**Metin bloğu:**
━━━━━━━━━━━━━━━━
Vergi ceza hukukunda tekerrür hakkında benimsenen yöntem, genel  ceza hukukunun sistemine  prensip olarak uygun düşmektedir. Ancak, her iki  ceza hukukunda da tekerrür hükümlerinin uygulanması açısından süreler açısından  bir farklılık bulunmaktadır.  Ayrıca genel  ceza hukukunda genel tekerrür sistemi kabul edildiği, yani her nev’i suçtan yine her nevi suça tekerrür mümkün olduğu halde, vergi ceza hukukunda özel tekerrüre, yani önceki ve sonraki mahkumiyetlerin aynı neviden  fiillere ilişkin olması sistemine yer verilmesi  bir başka farklılıktır. Nitekim, vergi ceza hukukunda ilk suç nedeniyle vergi ziyaı cezası uygulanmış ise, tekerrür hükmünün uygulanabilmesi için,  ikinci kez yine bir vergi ziyaı suçunun işlenmiş olması gerekmektedir. Aynı şekilde, ilk suç usulsüzlük ise, ikinci suç da usulsüzlük olmalıdır. Bu itibarla, tekerrür açısından, vergi ziyaı usulsüzlüğün;  usulsüzlük vergi ziyaınn ilk suçu olarak kabul edilmemektedir.[4]  Çünkü, her iki suç için kabul edilen tekerrür süreleri bir diğerinden farklı olduğu için, tekerrüre esas olacak sürenin hesabında hangi suçun esas alınacağı sorunu ortaya çıkmaktadır.

Aynı türden olmasına rağmen, iki suçun farklı  türde eylemlerin sonucu oluşması halinde, örneğin, usulsüzlük suçu, hangi  türden eylemlerden oluşursa oluşsun maddede yazılı  süreler içinde yeniden işlenmesi durumunda, tekerrürden söz edilmesi mümkündür.[5]

Vergi suçları ve cezalarında  tekerrür konusu, öğretide genel kabul gören tanımına göre, bir ceza mahkumiyetine uğradıktan sonra yeniden suç işleyen kişinin durumudur.[6] Ceza Hukukunda  sonraki suçun cezası tekerrür dolayısıyla ilkininkine nazaran arttırılmaktadır. Bunun sebebini ilk cezanın  kifayetsizliği ile açıklayanlar bulunduğu gibi, isnadiyetin ağırlığıyla açıklayanlar da vardır.
━━━━━━━━━━━━━━━━
**Yapılacak iş:** Lütfen tekerrür metninde "Aynı türden olmasına" ile başlayıp "açıklayanlar da vardır." ile biten kısmı, bu iki ifade de dahil, hiç değiştirmeden yazın. Tekerrür metninden sonra gelen materyal ayrı bir kaynaktır.
━━━━━━━━━━━━━━━━
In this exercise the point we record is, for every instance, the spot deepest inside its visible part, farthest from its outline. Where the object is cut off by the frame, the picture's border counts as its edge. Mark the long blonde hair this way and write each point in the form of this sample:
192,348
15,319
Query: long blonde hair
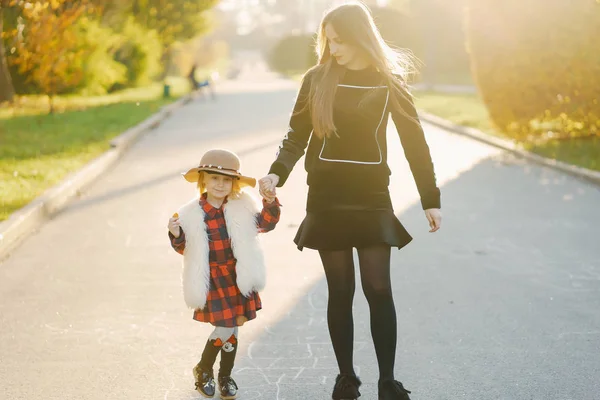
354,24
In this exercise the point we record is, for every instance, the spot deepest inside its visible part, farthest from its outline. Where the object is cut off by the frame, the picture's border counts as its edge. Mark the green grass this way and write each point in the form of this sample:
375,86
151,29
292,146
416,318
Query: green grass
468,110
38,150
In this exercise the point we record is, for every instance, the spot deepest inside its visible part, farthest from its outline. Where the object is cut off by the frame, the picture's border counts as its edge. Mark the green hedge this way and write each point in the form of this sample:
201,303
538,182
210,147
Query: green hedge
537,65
━━━━━━━━━━━━━━━━
**Çözüm aşağıda:**
Aynı türden olmasına rağmen, iki suçun farklı  türde eylemlerin sonucu oluşması halinde, örneğin, usulsüzlük suçu, hangi  türden eylemlerden oluşursa oluşsun maddede yazılı  süreler içinde yeniden işlenmesi durumunda, tekerrürden söz edilmesi mümkündür.[5]

Vergi suçları ve cezalarında  tekerrür konusu, öğretide genel kabul gören tanımına göre, bir ceza mahkumiyetine uğradıktan sonra yeniden suç işleyen kişinin durumudur.[6] Ceza Hukukunda  sonraki suçun cezası tekerrür dolayısıyla ilkininkine nazaran arttırılmaktadır. Bunun sebebini ilk cezanın  kifayetsizliği ile açıklayanlar bulunduğu gibi, isnadiyetin ağırlığıyla açıklayanlar da vardır.